Dataset items
■ ■ ■ ■

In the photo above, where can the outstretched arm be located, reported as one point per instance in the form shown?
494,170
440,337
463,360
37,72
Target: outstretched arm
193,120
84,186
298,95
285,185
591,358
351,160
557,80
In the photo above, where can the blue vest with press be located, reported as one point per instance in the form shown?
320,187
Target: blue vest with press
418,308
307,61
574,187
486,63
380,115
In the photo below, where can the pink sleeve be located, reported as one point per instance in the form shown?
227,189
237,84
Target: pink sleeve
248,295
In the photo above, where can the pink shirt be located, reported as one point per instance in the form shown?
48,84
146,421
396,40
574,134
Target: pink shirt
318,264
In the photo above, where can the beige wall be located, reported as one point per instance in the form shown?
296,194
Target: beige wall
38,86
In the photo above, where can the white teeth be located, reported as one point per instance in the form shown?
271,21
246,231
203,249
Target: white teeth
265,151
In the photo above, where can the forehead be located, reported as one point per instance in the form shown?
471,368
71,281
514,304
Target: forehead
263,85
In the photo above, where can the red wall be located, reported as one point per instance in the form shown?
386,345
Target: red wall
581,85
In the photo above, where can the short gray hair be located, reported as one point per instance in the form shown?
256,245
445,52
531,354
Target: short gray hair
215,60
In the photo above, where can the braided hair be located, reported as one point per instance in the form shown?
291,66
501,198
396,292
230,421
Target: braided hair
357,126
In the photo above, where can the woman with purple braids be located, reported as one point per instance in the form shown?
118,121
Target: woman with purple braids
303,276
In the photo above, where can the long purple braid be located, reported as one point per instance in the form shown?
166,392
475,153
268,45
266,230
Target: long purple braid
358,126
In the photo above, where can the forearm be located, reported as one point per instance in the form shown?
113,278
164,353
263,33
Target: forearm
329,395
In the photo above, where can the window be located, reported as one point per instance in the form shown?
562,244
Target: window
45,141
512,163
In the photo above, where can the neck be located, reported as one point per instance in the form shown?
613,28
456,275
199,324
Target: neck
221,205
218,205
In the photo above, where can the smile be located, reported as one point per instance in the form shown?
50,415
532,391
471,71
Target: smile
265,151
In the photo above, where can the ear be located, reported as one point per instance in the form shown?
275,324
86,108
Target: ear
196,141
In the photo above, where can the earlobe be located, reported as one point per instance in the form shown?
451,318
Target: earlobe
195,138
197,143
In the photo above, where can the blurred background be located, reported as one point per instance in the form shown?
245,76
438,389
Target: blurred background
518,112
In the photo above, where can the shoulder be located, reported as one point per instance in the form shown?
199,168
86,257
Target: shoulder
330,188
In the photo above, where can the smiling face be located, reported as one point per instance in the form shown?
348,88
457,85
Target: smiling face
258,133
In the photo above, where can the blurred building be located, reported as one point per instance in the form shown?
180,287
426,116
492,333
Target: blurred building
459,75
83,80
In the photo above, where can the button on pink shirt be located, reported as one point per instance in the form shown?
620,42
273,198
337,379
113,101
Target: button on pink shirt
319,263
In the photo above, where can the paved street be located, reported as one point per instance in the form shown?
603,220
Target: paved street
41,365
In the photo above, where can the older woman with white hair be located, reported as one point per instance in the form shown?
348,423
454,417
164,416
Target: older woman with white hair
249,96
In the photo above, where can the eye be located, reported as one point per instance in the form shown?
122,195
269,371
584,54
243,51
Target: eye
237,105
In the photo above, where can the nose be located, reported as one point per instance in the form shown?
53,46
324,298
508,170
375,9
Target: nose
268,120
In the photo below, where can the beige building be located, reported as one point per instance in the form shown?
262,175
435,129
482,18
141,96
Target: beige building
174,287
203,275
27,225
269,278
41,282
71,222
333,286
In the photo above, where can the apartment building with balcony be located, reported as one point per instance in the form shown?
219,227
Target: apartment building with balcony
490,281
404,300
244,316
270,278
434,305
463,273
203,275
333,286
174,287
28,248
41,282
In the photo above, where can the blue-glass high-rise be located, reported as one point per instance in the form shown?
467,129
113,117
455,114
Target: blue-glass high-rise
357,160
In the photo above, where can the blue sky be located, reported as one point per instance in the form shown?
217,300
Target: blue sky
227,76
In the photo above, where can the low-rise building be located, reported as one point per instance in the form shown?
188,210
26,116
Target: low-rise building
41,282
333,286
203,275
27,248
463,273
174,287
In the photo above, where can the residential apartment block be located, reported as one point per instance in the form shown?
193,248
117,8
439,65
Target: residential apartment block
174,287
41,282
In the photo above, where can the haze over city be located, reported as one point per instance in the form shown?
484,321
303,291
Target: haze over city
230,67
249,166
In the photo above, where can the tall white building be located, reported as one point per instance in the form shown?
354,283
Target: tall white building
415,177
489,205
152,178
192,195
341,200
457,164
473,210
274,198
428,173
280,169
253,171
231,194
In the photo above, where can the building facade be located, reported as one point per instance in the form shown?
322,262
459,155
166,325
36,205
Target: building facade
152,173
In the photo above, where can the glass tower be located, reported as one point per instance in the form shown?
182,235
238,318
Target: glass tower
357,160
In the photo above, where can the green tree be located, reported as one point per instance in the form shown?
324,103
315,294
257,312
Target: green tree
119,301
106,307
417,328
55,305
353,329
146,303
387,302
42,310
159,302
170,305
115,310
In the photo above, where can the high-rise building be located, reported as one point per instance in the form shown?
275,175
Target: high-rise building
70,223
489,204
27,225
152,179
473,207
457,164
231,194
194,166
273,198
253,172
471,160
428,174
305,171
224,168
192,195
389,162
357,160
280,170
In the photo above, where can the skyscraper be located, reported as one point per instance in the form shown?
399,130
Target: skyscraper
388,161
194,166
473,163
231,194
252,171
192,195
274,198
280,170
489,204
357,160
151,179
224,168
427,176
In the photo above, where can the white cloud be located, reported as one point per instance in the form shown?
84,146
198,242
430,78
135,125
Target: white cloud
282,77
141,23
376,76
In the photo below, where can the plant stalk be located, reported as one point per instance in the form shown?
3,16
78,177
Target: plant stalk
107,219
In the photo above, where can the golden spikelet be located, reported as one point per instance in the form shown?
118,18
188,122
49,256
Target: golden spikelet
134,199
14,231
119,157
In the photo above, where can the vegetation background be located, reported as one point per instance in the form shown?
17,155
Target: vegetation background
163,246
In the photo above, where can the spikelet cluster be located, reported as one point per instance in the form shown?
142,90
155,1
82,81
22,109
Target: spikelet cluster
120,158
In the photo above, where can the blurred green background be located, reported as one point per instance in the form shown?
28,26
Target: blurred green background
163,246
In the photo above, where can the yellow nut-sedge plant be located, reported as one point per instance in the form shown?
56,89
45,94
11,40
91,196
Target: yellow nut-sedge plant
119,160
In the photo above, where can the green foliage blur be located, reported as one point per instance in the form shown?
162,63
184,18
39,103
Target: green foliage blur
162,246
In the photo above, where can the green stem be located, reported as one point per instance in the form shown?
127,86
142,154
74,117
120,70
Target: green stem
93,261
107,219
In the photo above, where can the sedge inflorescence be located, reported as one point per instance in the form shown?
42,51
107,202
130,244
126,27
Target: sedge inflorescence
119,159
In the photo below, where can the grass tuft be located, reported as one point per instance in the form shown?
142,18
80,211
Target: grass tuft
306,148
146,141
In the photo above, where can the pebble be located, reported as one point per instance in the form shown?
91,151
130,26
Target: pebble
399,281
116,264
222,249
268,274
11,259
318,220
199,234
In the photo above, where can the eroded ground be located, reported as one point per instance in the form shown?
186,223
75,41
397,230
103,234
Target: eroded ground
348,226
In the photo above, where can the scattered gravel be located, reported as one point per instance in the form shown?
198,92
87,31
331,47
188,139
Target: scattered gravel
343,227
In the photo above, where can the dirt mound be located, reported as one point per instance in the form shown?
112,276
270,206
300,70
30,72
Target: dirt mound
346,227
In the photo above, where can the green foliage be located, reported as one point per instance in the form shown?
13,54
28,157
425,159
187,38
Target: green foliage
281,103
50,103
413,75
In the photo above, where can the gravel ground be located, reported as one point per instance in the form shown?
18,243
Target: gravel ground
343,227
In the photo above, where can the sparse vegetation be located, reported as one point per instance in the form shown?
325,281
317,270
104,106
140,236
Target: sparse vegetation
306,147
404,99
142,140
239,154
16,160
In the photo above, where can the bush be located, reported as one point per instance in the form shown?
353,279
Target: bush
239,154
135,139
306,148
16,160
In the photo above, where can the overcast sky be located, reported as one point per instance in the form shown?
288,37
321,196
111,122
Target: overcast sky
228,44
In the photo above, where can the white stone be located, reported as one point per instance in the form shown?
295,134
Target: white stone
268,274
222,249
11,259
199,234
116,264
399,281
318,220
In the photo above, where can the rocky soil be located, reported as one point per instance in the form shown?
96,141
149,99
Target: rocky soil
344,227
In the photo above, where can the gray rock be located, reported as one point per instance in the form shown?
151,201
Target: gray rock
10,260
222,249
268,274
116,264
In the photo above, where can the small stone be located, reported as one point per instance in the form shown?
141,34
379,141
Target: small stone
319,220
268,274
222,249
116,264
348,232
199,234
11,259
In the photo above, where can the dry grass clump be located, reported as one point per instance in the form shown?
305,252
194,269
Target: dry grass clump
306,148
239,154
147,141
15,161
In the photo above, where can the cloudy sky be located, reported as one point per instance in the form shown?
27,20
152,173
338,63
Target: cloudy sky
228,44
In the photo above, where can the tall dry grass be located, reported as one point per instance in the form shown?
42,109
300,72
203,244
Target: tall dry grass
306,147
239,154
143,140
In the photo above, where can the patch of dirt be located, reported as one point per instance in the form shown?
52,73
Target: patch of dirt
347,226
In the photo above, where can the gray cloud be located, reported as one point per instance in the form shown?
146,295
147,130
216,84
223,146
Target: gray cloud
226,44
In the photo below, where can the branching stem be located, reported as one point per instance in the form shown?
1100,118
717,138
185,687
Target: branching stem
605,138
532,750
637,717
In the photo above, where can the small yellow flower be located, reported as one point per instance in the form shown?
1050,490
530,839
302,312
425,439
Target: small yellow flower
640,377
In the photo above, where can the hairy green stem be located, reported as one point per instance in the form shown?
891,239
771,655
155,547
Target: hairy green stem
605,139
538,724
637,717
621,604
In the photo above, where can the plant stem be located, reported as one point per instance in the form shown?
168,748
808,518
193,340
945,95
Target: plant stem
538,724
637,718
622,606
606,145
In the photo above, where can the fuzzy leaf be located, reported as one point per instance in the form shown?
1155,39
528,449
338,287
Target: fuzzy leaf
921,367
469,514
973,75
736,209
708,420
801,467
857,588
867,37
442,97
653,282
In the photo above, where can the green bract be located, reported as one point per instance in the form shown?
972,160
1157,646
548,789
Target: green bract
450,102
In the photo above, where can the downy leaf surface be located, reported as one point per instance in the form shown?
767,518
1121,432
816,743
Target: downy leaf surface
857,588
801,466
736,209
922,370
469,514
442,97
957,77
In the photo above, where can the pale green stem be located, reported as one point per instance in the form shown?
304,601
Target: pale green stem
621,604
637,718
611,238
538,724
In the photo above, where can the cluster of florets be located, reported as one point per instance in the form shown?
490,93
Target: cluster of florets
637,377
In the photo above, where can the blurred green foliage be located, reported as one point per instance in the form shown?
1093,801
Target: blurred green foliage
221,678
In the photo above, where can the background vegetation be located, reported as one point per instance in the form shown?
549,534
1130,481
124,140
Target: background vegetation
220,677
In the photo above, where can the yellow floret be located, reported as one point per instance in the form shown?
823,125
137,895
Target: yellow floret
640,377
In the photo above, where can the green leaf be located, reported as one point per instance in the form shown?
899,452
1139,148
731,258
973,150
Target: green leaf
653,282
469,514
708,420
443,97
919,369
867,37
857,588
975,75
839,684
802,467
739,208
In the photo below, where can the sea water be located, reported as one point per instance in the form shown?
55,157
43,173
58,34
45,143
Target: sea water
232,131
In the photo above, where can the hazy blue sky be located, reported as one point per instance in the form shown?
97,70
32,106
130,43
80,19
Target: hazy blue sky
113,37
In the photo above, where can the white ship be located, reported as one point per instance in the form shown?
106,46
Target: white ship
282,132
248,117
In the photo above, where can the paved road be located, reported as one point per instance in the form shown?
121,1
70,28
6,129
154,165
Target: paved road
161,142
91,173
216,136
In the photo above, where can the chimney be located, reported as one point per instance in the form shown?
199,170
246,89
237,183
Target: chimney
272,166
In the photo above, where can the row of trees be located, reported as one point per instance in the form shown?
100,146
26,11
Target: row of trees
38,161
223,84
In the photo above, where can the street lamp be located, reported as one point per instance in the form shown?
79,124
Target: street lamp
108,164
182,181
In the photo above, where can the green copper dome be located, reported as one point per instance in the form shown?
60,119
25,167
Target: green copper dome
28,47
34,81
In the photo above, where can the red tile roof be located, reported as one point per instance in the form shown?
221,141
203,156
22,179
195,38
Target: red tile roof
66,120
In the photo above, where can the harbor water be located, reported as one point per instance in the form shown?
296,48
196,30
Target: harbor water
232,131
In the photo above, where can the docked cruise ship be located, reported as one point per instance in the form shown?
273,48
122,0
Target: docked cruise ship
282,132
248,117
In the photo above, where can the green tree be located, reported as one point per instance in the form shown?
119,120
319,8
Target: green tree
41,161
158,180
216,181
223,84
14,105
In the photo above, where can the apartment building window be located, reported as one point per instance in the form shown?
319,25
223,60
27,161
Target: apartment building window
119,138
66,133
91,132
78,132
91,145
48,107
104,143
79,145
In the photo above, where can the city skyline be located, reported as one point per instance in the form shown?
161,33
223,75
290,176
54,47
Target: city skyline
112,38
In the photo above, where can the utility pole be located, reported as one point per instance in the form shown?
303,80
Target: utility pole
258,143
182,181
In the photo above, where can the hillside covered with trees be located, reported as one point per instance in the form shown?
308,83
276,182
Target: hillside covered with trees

■ ■ ■ ■

Revise the lines starting with the one containing "In the photo above, where can the green copper" through the final line, changing "docked cruise ship" to "moored cruise ship" and leaving everything else as it is. Return only those lines.

In the photo above, where can the green copper dome be located, reported as one point per instance in the form shown?
60,119
25,167
Target: green copper dome
28,47
34,81
In the photo above, where can the red tile roof be located, reported as one point per instance in the form shown?
221,141
203,156
22,179
195,38
Target: red tile roof
66,120
In the photo above, where can the harbor water be located, reported as one point per instance in the form shown?
296,48
196,30
Target: harbor water
232,131
In the photo above, where can the moored cruise ship be located, reported as one point per instance in the form shown?
273,48
122,0
Target: moored cruise ship
282,132
248,117
In the photo above, where can the green tree be located, reported as one point per instance in the form shown?
119,120
319,8
Target: green tree
41,161
158,180
216,181
223,84
14,105
In the photo above, where can the apartment building window be located, reported as one point per instance in the form shown?
319,25
223,60
27,161
Target: apartment building window
119,138
66,133
91,132
78,132
91,145
48,107
104,143
79,145
In the photo above, where can the city skyline be located, reported as one point per instance in the form shown?
161,33
223,75
290,176
54,47
Target: city skyline
112,38
In the photo above, where can the utility pole be located, reported as one point per instance in the form shown?
303,80
Target: utility pole
258,143
182,181
In the photo above, where can the hillside covered with trees be located, reported as one point per instance in the form shown?
308,83
276,182
Target: hillside covered with trees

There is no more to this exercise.